- Request -
Please extract every line of the data below that contains the word "wine". Case counts, so match capitalization.

- Data extract -
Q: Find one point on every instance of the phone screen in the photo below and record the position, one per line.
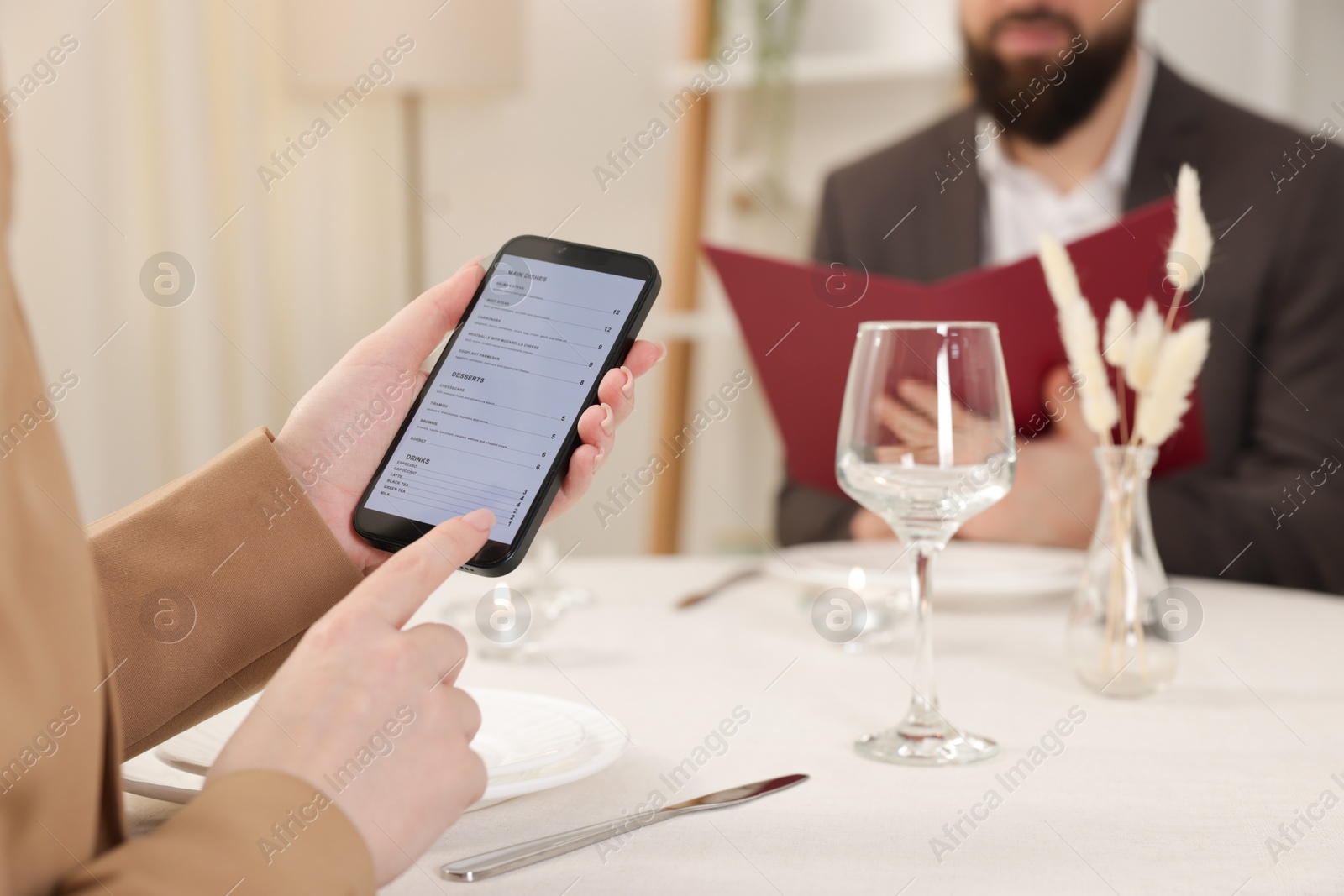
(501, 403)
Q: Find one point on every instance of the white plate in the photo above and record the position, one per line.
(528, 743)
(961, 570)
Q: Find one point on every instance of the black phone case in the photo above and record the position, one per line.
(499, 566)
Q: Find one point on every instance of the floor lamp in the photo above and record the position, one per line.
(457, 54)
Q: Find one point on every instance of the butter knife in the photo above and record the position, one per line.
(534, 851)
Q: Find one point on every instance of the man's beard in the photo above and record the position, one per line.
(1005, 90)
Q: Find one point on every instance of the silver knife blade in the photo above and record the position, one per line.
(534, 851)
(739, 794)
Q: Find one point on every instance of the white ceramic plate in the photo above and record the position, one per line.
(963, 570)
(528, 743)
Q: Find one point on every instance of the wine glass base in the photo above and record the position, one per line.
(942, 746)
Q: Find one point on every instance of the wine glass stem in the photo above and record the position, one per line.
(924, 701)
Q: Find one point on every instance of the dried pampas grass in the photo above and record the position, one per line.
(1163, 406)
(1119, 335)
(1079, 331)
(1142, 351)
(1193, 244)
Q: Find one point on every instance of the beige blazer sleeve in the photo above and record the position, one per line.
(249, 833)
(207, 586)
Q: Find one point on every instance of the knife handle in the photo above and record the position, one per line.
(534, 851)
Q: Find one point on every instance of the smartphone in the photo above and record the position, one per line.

* * *

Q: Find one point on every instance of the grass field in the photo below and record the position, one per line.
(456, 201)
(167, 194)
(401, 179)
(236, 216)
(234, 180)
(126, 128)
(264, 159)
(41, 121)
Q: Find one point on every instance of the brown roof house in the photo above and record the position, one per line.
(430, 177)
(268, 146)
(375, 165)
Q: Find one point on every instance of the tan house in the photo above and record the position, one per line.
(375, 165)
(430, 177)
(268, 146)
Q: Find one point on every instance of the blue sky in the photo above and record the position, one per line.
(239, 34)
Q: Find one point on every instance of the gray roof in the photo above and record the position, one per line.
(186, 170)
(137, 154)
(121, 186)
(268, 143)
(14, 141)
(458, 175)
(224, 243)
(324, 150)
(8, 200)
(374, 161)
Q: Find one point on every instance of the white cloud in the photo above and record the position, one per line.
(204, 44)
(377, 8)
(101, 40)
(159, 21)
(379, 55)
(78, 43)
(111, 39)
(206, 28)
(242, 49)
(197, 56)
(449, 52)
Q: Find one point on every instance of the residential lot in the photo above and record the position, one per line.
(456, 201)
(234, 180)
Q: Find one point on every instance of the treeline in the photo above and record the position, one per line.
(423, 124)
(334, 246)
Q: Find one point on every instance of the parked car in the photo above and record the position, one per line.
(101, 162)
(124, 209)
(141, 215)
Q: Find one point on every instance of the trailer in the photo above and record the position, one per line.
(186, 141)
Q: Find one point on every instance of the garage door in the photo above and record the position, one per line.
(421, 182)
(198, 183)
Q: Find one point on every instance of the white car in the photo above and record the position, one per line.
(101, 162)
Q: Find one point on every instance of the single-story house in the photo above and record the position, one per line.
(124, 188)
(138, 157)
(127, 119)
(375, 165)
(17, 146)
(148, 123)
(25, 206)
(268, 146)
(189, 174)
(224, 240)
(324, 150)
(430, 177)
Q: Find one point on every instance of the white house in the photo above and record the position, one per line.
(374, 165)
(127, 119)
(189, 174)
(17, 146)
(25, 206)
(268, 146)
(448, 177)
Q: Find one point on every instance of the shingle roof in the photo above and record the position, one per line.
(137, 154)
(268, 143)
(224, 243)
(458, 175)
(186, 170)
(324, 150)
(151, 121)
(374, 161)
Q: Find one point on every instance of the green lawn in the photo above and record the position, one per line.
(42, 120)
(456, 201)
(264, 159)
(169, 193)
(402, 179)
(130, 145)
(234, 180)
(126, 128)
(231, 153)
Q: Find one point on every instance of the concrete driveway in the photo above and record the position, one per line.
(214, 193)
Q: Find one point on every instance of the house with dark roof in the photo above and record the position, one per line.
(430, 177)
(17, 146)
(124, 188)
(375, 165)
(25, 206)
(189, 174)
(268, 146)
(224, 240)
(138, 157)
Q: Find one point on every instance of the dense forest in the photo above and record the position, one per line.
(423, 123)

- Solution -
Q: Find one point on every instance of the wine glass base in the photo above and record the position, one per line.
Q: Find one point on every instance of the wine glass stem in the photo above and record the position, one per line.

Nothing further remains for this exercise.